* _ROWS_
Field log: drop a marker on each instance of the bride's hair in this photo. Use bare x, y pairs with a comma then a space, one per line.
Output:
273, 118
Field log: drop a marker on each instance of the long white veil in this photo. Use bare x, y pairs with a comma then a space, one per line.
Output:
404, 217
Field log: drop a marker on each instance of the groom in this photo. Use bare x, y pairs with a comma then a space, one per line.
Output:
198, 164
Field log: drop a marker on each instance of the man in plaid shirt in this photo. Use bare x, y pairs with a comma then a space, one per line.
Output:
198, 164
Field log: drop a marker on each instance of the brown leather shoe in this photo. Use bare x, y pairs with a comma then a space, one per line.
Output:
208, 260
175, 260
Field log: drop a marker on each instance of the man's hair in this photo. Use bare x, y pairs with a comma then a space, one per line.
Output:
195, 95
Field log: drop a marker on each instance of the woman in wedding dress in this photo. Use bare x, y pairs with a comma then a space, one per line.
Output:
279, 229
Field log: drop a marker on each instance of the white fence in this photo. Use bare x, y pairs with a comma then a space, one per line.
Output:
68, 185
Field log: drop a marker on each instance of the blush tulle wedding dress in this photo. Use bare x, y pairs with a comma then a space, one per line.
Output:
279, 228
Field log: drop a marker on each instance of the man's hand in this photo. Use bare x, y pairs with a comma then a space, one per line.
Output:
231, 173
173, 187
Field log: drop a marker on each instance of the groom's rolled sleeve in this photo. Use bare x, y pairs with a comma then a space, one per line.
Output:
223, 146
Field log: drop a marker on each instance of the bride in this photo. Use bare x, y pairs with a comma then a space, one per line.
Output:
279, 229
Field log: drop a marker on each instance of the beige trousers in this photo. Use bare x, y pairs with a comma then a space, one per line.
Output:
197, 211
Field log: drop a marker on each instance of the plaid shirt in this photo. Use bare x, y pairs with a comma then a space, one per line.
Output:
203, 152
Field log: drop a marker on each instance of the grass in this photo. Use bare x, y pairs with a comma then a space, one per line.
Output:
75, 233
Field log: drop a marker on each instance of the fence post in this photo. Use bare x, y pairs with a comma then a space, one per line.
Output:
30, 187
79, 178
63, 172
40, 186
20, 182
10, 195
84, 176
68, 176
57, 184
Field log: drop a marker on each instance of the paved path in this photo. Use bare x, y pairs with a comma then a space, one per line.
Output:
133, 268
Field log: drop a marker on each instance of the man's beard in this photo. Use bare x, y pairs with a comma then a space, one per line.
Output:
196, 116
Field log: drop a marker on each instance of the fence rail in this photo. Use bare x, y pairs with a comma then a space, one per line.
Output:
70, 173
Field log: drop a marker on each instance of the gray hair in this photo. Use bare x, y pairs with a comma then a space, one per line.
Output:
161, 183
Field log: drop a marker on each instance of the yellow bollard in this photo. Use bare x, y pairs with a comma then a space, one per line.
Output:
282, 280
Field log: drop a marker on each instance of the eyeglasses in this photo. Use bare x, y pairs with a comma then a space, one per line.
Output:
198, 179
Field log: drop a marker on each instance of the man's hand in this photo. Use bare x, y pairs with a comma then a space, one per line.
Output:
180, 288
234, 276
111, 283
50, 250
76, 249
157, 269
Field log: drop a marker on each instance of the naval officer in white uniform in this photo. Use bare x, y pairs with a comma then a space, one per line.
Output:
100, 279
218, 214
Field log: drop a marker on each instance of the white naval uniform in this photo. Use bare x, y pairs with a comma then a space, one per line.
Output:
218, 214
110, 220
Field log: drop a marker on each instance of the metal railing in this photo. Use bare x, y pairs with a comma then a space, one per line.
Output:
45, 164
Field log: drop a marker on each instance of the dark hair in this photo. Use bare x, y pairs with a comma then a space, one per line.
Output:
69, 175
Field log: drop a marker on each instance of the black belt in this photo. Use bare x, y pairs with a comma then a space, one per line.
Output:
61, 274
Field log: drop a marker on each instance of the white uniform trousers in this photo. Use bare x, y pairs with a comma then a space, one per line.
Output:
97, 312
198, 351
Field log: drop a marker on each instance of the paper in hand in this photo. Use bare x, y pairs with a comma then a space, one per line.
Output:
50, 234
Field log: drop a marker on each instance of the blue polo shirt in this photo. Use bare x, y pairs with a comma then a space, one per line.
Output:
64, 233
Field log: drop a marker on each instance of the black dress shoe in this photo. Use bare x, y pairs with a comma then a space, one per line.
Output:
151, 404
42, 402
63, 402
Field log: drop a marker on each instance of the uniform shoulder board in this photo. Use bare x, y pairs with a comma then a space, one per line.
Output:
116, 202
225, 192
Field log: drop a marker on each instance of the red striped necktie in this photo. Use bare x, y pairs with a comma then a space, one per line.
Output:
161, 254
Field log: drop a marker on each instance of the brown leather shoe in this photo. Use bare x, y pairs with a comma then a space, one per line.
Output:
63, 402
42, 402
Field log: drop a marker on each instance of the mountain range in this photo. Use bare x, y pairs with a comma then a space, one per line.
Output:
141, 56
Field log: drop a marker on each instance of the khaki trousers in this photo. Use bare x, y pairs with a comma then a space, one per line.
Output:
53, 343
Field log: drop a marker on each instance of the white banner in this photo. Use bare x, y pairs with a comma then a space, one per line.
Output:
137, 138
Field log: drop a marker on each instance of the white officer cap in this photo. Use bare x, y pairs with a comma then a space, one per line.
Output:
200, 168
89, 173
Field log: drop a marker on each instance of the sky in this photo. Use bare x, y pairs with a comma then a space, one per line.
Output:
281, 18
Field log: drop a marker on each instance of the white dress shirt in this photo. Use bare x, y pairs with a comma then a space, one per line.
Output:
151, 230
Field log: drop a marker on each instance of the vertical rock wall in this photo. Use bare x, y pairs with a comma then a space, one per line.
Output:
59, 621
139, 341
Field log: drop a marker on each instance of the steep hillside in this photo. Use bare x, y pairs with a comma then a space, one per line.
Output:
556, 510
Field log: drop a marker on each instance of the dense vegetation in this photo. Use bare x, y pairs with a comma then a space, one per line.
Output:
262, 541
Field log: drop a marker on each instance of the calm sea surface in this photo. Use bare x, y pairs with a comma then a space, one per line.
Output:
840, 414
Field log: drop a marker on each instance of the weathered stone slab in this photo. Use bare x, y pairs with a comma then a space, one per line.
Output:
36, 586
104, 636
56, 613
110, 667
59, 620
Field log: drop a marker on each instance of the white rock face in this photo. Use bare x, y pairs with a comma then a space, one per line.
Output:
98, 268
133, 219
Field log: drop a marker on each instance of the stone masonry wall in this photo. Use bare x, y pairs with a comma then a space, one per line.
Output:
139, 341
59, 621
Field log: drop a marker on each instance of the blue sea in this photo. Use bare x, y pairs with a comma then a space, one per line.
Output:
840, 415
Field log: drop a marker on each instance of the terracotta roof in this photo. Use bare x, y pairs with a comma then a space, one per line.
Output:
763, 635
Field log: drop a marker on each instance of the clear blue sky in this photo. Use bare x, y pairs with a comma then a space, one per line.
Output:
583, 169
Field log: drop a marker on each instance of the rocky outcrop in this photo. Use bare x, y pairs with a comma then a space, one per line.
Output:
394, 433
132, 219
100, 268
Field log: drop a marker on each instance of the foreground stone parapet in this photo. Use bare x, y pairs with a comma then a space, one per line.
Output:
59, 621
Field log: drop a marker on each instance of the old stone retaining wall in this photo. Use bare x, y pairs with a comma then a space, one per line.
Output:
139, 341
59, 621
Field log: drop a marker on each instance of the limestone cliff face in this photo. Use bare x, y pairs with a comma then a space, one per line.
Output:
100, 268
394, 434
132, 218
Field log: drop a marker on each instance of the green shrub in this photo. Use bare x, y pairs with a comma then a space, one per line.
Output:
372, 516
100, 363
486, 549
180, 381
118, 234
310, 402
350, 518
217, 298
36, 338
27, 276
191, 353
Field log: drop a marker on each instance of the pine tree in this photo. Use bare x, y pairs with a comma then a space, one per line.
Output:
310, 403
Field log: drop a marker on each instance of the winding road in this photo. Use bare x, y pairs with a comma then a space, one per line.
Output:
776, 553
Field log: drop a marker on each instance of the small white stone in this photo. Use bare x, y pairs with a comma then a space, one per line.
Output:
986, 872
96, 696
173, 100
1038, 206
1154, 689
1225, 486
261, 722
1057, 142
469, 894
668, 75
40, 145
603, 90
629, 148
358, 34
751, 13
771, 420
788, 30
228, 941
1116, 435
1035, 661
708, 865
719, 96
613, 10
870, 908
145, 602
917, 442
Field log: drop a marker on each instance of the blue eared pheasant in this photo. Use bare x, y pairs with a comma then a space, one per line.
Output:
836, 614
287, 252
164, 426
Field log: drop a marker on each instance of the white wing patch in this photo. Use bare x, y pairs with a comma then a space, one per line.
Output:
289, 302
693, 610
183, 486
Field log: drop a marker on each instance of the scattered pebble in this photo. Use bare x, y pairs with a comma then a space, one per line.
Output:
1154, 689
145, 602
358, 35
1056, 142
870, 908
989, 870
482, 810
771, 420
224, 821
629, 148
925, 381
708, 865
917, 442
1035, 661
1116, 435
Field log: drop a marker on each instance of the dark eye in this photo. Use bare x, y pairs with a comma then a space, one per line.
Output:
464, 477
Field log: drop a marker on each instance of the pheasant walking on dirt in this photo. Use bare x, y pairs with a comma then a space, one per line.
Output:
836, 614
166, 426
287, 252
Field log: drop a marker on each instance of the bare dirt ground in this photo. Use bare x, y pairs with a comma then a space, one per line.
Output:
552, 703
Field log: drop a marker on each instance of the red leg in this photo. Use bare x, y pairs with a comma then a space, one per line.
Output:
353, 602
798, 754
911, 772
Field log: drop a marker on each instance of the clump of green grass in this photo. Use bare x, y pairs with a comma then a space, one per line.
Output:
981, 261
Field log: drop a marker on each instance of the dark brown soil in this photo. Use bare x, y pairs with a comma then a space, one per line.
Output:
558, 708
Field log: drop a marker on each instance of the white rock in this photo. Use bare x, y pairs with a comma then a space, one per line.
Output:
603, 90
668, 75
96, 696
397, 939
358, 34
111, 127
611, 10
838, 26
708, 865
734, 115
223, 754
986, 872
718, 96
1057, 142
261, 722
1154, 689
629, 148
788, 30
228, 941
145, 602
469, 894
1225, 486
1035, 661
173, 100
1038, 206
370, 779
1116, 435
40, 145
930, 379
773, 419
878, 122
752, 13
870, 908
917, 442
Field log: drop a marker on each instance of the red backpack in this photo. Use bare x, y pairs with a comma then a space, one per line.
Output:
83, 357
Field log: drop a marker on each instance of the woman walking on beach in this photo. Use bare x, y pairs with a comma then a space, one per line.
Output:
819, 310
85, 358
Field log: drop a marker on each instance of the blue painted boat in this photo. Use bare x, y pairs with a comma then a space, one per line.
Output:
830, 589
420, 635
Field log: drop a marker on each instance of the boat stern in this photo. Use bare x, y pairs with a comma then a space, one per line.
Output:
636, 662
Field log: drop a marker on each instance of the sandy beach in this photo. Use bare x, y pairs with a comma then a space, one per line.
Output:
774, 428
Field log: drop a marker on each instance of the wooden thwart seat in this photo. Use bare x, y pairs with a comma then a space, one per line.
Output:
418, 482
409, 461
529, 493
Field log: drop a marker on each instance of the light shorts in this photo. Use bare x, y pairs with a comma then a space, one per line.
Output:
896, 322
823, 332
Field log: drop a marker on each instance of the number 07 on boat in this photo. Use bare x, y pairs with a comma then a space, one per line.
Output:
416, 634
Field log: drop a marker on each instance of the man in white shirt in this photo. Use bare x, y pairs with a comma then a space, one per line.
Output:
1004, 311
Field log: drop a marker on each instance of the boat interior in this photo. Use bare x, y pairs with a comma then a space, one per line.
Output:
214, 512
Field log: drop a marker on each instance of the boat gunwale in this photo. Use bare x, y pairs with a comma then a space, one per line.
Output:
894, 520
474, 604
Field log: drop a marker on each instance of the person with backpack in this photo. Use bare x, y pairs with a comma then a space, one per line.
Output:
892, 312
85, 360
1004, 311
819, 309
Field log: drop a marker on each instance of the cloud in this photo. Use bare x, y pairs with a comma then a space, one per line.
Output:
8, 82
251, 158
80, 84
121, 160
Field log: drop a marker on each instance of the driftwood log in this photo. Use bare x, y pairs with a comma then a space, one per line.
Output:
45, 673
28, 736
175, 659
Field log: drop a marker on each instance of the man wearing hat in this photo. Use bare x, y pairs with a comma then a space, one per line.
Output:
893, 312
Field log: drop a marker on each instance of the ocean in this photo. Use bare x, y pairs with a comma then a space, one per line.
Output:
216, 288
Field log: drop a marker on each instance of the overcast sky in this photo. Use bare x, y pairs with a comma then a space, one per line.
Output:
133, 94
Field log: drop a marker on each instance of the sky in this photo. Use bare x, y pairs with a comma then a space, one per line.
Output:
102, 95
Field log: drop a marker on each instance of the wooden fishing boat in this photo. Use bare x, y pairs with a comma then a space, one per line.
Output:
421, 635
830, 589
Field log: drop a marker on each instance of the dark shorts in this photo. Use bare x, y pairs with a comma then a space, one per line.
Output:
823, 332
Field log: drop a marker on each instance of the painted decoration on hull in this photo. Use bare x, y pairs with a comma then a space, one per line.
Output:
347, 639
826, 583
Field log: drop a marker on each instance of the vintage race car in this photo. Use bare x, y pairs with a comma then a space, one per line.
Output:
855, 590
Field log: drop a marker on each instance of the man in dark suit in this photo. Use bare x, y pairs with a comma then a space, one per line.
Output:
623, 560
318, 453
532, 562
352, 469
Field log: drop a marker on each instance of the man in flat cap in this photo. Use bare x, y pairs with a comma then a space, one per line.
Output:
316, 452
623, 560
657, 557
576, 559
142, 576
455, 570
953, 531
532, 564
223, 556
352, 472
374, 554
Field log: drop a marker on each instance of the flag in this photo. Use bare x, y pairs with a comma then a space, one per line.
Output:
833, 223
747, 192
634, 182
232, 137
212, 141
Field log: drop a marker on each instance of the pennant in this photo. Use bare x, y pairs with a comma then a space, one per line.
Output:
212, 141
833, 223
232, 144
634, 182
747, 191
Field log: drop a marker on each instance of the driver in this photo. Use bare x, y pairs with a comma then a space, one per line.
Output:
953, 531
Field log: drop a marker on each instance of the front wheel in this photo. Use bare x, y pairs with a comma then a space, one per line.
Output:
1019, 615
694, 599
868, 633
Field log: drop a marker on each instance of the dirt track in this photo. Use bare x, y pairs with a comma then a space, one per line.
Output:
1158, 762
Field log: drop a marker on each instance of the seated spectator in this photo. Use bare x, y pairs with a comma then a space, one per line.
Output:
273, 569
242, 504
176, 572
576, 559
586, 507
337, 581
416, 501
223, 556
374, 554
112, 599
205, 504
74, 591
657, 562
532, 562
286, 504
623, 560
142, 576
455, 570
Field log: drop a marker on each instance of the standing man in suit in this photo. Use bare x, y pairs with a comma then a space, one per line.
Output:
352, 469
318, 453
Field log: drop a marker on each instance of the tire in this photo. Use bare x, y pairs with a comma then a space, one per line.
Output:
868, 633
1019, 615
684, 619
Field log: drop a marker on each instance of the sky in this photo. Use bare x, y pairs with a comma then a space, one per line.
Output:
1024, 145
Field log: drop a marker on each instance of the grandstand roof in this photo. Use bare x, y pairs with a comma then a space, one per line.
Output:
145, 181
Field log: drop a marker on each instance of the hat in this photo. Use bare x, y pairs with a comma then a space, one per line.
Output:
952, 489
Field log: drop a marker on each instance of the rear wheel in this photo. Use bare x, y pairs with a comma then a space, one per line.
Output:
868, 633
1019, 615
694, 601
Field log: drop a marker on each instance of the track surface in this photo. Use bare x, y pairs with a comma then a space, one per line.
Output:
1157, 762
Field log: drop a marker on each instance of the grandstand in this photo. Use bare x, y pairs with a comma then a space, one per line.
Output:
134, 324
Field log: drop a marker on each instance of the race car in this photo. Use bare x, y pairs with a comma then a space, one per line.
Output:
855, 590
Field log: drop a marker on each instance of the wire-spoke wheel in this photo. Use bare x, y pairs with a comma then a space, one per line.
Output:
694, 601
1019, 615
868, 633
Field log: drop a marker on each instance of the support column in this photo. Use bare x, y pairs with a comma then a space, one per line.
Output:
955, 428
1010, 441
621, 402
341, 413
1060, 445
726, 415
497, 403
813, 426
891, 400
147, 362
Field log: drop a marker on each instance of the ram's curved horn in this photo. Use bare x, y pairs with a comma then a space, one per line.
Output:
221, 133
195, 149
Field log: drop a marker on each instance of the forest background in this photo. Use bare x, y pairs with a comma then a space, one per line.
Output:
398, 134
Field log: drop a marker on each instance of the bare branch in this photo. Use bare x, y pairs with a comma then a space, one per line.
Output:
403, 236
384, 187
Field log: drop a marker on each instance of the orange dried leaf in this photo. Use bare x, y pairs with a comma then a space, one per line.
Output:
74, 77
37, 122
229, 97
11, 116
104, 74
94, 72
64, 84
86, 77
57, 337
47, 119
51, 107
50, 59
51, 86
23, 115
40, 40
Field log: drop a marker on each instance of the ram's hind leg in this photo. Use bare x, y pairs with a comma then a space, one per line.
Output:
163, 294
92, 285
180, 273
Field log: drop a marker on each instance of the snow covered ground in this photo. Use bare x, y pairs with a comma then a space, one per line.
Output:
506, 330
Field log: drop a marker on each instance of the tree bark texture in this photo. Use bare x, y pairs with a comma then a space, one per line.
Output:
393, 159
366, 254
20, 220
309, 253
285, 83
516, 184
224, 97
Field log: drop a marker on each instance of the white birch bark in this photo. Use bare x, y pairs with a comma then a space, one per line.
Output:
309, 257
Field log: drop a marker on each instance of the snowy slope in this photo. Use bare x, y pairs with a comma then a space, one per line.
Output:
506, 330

* _THE PROBLEM_
Starting at the line that contains "the ram's curved", copy each line exactly through the end of the listing above. Include that first line and the last one, and add nothing.

* _CORRECT RESULT_
Field log: drop a marker on each instance of the ram's curved horn in this photo. Use bare x, y pairs with a comma then a space, one per line.
Output:
221, 133
195, 149
Field log: drop a marker on each instance of the forest background in this photo. Use bare x, y pairs with a comma then a space, one per line.
Output:
398, 134
Field log: drop a marker on each instance of the bare branch in this photo. Use bare x, y pairs with a comma then a space, one per line.
Output:
403, 236
384, 187
Field log: drop a marker on each instance of the orange dried leaf in this photo. Use bare x, y pairs with a comma then a space, one per line.
Output:
74, 77
37, 122
229, 97
11, 116
104, 74
94, 72
64, 84
86, 77
57, 337
47, 119
51, 107
50, 59
51, 86
23, 115
40, 40
Field log: drop a marker on each instance of the ram's hind leg in this photo. Use bare x, y pairs with a comma then a space, one per line.
Output:
163, 294
92, 285
180, 273
Field log: drop a marker on each instance of the snow covered ground in this photo. Use bare x, y pairs with a comma then a space, one per line.
Output:
506, 330
Field log: drop a marker on each instance of the tree bark texture in this photo. Use bare x, y pairs with a comma then a space, one per line.
Output:
393, 159
366, 254
20, 220
309, 253
285, 83
516, 184
224, 97
Field log: drop a marker on each instance of the white birch bark in this photo. Use bare x, y pairs with a comma then a space, one per line.
Output:
309, 257
Field log: drop a marker on each instance of the snowy slope in this photo. Use bare x, y pairs with a comma then a space, one per line.
Output:
506, 330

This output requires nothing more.